### The request
Please pick out and copy in full every line below that contains the word "plant".

### Information supplied

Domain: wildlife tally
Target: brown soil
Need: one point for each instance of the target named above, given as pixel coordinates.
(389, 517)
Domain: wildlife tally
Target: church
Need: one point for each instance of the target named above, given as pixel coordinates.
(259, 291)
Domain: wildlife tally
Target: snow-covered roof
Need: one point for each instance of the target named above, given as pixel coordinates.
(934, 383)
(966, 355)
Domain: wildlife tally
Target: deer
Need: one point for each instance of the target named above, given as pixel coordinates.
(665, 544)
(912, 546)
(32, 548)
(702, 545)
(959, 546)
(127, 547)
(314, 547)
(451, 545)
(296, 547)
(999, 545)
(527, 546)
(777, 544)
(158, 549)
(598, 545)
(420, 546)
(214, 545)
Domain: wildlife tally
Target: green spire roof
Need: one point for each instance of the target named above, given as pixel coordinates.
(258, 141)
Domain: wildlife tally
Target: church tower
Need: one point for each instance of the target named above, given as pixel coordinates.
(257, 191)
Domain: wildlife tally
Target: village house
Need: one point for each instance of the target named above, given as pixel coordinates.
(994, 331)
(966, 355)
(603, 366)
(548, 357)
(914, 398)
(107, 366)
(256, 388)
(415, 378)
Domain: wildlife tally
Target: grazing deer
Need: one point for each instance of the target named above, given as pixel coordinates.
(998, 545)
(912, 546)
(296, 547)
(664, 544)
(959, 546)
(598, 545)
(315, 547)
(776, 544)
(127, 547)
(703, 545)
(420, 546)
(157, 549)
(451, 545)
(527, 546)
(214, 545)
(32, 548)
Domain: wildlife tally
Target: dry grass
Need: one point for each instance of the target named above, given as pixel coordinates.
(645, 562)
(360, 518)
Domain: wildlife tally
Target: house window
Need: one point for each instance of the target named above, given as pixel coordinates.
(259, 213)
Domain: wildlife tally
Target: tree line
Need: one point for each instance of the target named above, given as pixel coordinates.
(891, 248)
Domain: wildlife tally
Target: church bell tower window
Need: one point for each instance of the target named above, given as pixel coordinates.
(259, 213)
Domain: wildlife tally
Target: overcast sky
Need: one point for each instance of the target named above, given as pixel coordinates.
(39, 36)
* * *
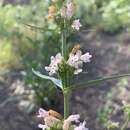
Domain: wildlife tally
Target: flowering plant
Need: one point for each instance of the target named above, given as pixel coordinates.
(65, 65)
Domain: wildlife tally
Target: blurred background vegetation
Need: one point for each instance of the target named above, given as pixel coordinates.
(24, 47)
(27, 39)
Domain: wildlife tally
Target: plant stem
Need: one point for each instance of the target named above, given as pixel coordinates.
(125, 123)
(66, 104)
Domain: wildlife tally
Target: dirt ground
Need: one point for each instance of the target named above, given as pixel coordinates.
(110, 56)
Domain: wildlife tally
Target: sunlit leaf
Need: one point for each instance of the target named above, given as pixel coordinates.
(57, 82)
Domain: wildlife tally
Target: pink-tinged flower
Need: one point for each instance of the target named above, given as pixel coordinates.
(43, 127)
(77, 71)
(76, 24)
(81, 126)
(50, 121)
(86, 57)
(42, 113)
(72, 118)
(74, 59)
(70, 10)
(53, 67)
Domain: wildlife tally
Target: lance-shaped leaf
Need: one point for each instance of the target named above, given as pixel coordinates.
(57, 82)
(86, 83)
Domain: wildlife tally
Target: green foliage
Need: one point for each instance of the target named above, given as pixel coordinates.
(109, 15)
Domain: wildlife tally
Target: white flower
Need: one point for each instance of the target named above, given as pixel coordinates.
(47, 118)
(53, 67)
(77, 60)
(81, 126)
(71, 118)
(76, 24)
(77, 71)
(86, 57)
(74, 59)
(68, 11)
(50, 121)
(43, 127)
* * *
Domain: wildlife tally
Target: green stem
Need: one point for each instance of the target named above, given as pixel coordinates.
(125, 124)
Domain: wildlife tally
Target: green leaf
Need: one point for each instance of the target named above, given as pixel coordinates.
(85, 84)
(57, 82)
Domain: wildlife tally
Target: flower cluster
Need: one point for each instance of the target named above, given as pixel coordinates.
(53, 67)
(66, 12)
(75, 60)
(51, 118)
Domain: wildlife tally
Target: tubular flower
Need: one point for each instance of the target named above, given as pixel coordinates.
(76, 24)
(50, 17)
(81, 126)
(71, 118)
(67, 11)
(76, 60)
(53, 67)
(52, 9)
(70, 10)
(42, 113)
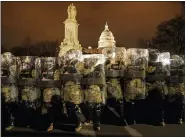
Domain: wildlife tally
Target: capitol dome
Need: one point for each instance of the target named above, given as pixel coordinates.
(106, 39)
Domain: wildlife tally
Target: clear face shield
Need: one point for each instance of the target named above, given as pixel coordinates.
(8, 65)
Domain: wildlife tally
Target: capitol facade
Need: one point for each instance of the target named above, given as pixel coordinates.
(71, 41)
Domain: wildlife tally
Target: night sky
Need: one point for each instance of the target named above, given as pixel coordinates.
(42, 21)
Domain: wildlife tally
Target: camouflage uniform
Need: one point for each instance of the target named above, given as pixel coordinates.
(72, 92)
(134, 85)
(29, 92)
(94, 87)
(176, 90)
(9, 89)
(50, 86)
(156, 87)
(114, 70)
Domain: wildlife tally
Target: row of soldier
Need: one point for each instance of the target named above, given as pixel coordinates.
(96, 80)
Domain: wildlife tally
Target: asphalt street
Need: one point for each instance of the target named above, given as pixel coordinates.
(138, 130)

### Response
Target: flowering plant
Target: plant stem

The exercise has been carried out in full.